* Begin *

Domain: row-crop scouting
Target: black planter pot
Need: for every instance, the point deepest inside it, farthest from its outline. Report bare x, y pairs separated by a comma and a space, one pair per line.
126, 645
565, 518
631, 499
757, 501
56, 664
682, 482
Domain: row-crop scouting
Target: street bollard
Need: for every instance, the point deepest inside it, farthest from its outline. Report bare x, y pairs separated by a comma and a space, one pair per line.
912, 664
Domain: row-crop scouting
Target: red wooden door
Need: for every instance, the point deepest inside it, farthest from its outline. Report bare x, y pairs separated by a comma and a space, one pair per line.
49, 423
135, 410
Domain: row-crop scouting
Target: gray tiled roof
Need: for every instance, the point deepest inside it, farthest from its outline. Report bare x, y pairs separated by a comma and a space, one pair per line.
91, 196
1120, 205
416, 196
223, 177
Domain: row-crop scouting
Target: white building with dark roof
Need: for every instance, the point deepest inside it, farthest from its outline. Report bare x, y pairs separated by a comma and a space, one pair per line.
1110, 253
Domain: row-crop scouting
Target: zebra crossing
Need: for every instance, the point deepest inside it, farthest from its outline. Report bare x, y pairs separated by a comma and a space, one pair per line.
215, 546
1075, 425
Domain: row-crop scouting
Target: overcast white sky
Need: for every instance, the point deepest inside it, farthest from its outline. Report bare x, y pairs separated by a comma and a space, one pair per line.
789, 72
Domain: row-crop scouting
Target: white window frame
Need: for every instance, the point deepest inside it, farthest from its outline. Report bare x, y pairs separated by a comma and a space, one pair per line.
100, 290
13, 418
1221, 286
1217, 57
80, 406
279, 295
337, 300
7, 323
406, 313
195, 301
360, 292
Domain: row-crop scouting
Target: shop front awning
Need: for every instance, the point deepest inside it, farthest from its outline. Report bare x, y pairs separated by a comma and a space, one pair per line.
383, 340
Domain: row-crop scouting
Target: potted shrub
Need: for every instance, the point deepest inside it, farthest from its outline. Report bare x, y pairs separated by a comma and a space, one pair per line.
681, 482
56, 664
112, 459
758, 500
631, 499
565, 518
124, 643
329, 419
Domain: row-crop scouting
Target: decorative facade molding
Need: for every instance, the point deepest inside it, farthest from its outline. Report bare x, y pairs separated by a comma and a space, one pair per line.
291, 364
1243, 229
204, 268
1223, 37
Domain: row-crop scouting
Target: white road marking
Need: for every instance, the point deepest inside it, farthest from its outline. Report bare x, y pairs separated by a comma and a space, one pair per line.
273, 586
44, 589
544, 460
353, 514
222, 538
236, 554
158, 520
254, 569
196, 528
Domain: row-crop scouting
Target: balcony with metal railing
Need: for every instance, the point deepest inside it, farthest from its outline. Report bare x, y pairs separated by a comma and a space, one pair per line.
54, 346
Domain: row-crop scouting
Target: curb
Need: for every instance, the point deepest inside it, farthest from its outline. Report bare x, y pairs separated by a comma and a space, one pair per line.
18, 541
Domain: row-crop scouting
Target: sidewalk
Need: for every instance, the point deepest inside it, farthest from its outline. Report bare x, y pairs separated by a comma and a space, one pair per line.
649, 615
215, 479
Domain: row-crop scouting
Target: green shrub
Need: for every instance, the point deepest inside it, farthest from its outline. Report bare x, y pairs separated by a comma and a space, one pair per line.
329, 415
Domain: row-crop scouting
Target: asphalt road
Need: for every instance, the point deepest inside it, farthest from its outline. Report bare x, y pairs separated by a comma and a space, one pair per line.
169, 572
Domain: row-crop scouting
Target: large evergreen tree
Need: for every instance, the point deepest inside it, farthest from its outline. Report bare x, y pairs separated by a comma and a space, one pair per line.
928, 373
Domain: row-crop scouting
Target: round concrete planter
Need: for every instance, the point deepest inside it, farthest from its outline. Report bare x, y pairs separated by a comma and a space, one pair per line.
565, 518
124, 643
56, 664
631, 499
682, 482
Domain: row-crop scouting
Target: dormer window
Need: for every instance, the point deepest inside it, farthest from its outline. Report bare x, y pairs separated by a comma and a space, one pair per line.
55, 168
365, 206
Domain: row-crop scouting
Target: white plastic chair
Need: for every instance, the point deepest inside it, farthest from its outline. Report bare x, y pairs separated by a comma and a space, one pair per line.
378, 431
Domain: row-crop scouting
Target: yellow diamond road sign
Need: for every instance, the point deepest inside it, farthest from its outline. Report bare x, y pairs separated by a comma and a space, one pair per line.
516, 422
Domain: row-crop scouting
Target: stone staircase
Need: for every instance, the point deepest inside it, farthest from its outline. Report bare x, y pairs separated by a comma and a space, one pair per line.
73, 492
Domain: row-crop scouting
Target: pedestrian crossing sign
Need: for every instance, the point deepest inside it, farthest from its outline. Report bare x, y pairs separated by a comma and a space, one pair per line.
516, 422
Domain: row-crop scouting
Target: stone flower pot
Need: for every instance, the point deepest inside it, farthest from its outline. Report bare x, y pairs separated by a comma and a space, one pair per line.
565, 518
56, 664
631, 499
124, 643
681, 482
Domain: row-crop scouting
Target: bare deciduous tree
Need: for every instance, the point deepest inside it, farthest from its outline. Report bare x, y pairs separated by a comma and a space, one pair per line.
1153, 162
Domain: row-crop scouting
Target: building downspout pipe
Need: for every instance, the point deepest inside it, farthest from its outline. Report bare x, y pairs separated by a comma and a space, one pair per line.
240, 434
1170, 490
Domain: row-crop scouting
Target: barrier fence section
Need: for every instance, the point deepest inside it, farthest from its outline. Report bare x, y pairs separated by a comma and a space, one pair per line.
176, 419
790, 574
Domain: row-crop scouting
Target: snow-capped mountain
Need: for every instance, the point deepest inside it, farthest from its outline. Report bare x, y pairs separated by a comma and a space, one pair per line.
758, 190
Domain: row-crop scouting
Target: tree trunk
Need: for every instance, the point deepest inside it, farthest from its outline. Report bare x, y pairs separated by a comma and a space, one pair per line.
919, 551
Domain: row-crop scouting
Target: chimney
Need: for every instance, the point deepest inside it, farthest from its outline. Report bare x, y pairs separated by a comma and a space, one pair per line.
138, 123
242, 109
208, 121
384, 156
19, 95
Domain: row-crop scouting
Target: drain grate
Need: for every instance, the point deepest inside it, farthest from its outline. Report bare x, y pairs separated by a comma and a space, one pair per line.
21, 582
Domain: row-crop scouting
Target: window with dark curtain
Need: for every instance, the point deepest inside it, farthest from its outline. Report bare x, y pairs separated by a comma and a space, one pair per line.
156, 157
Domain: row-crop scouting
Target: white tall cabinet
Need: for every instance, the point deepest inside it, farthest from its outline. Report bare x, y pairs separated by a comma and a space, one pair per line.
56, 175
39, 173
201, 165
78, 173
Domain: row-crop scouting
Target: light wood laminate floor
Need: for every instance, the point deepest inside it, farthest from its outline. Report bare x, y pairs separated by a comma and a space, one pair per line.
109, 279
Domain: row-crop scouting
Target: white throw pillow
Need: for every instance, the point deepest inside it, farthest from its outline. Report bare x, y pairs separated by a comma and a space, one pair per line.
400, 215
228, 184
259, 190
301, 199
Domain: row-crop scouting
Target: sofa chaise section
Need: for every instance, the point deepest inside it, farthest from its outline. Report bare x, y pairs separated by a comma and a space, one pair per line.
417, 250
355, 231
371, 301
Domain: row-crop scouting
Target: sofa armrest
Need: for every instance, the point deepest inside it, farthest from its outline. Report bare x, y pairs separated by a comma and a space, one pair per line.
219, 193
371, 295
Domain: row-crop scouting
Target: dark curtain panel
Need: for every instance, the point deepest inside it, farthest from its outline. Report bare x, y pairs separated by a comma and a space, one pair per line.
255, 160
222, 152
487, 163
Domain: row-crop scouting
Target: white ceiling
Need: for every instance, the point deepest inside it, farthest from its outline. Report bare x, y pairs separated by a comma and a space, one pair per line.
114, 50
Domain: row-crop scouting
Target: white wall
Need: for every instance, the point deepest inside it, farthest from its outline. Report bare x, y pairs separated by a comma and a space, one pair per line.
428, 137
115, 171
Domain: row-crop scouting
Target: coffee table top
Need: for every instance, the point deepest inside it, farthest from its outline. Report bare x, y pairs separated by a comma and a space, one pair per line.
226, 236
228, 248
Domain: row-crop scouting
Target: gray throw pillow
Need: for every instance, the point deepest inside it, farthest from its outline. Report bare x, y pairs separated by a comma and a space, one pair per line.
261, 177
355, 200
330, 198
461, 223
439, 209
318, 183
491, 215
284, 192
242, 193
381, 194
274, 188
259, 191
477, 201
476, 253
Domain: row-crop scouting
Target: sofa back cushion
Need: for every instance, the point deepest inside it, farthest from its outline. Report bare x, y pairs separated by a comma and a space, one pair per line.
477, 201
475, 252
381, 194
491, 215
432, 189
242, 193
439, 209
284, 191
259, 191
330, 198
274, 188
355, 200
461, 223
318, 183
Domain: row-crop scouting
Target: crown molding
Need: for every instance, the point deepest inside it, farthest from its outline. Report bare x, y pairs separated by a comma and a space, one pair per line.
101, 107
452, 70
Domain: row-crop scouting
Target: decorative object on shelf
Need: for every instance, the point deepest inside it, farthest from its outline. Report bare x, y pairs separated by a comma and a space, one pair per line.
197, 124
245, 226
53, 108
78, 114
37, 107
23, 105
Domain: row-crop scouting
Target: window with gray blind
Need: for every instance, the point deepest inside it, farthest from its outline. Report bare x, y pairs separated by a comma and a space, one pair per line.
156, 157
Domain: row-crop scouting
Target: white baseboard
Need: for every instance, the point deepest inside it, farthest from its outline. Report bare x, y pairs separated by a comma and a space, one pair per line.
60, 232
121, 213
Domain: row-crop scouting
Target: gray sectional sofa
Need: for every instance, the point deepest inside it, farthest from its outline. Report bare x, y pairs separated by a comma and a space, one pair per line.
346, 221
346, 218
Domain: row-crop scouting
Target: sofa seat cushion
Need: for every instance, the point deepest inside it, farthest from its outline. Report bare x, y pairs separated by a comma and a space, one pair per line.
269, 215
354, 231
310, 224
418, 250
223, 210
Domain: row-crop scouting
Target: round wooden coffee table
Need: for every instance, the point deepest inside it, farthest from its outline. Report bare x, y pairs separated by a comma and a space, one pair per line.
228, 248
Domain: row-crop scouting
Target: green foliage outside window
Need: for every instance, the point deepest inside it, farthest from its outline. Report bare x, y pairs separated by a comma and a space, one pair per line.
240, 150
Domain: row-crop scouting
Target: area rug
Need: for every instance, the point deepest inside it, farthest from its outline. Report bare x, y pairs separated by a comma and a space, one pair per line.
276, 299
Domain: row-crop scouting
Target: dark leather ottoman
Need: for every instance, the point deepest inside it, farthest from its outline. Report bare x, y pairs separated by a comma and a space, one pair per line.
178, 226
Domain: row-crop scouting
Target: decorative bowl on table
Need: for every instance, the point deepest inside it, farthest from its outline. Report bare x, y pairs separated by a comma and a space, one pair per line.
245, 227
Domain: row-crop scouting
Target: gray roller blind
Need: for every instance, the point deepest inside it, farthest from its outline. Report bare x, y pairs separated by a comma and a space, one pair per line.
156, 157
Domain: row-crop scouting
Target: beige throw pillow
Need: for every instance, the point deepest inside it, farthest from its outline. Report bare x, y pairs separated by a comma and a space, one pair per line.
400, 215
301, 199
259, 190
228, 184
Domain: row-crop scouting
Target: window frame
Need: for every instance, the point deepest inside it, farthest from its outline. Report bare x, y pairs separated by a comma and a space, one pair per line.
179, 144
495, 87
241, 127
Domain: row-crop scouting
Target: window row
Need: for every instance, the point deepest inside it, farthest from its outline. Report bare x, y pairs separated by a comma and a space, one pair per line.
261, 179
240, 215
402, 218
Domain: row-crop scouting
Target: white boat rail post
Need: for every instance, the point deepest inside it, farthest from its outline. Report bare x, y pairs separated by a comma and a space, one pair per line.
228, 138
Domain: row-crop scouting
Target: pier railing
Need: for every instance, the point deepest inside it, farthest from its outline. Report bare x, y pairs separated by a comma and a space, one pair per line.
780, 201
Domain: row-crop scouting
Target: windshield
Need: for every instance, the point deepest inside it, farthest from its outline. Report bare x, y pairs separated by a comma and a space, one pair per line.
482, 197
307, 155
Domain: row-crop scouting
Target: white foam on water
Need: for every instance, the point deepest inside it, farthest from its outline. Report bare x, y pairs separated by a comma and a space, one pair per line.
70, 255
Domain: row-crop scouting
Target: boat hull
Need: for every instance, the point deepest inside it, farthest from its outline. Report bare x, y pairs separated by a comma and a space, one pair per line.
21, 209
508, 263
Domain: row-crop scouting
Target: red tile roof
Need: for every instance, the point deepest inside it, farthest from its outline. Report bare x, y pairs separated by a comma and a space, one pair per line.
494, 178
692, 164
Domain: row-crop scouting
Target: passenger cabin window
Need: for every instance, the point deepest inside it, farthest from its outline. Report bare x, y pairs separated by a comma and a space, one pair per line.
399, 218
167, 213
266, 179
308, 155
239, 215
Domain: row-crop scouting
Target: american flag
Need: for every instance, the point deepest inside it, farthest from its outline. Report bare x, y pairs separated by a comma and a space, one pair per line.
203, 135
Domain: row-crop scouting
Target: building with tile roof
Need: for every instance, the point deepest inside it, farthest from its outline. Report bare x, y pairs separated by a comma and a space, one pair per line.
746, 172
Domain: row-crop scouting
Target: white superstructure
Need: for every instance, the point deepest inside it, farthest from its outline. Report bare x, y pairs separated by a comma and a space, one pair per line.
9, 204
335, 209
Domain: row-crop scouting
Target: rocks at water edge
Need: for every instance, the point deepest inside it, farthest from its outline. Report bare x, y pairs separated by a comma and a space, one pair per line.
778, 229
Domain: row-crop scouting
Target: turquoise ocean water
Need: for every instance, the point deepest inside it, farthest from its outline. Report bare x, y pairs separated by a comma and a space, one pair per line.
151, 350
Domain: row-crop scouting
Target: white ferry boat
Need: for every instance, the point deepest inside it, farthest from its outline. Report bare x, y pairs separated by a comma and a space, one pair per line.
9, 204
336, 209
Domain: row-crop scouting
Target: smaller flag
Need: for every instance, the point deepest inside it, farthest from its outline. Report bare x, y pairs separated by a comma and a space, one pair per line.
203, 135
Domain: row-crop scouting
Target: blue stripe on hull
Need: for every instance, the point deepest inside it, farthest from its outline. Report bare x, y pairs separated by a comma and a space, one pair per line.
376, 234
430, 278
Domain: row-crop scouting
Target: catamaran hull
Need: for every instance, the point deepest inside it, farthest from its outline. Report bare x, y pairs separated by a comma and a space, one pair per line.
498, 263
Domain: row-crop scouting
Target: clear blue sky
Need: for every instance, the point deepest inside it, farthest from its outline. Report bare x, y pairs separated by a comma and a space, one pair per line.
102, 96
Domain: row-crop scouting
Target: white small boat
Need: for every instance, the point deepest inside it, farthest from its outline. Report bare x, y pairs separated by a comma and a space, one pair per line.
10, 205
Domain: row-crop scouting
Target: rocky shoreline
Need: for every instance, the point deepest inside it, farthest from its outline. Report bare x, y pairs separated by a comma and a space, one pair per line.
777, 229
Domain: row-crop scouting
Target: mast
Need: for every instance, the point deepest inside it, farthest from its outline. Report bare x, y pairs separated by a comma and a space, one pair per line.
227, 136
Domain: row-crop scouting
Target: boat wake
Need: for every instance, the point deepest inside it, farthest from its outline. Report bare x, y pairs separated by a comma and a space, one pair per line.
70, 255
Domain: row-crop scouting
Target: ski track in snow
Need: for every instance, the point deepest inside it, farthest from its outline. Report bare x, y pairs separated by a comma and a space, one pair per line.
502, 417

* End *

TASK:
Count the lines in the material above that contain the word "cushion", with case mattering, and give only that number.

RESPONSE TO THE TASK:
2